▶ _TASK REQUIREMENTS_
Convert the records below into a JSON list of strings, one string per line and no blank lines. Start at the line containing "Target: gray-haired head" and include every line through the last line of the records.

# start of RECORDS SHOWN

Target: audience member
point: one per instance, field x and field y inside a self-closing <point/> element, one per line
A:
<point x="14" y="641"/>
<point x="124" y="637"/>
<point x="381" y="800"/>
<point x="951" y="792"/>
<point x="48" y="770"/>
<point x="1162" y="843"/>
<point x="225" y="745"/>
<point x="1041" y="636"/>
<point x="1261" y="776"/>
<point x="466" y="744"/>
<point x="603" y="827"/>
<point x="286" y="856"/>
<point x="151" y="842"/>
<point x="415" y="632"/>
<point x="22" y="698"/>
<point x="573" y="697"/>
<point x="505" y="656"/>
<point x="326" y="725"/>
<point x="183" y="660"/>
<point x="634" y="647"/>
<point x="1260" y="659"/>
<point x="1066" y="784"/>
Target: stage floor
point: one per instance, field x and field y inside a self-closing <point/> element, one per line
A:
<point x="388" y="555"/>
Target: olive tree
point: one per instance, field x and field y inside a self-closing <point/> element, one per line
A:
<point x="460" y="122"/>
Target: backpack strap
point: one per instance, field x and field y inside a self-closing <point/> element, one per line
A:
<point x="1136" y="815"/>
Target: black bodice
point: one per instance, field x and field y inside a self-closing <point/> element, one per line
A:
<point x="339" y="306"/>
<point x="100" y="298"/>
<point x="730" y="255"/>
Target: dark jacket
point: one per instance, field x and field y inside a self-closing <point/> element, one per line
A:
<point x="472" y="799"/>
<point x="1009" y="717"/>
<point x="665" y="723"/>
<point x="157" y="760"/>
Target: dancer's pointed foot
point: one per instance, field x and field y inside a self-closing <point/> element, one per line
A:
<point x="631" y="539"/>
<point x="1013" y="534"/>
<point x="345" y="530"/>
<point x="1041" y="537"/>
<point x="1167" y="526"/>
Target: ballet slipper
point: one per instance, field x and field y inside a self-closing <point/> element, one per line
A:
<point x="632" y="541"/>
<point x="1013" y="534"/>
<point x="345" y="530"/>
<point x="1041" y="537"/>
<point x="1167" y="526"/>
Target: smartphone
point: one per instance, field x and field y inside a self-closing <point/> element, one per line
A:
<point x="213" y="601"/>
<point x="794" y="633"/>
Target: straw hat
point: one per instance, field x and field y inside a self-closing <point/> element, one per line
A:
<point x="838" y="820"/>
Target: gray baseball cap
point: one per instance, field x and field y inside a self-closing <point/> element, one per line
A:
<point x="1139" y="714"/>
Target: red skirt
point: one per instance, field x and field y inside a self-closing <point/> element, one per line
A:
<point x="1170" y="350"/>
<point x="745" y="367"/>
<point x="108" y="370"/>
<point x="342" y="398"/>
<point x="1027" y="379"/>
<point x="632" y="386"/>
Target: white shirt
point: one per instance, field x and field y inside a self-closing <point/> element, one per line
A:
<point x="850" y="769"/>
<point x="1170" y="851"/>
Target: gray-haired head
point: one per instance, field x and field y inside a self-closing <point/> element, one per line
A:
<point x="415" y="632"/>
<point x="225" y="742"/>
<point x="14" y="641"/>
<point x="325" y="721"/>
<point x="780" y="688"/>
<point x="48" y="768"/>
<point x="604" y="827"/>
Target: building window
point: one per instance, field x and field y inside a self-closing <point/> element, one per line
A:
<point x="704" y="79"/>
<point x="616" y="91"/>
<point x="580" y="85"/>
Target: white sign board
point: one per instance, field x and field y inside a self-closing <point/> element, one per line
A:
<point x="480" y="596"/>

# end of RECORDS SHOWN

▶ _WRITTEN REPLY_
[
  "Target: gray-haired head",
  "point: one per instance, field x and field y inside a self-closing <point/> element, one per line",
  "A:",
  "<point x=\"415\" y=\"632\"/>",
  "<point x=\"225\" y=\"742\"/>",
  "<point x=\"14\" y=\"641\"/>",
  "<point x=\"325\" y=\"721\"/>",
  "<point x=\"780\" y=\"688\"/>",
  "<point x=\"48\" y=\"768\"/>",
  "<point x=\"604\" y=\"827\"/>",
  "Target: building window",
  "point: one per instance, field x and field y inside a self-closing <point/> element, one per line",
  "A:",
  "<point x=\"704\" y=\"79\"/>",
  "<point x=\"616\" y=\"91\"/>",
  "<point x=\"580\" y=\"85\"/>",
  "Target: white sign board",
  "point: one per instance, field x and field y inside a self-closing <point/> element, one per line",
  "A:",
  "<point x=\"480\" y=\"596\"/>"
]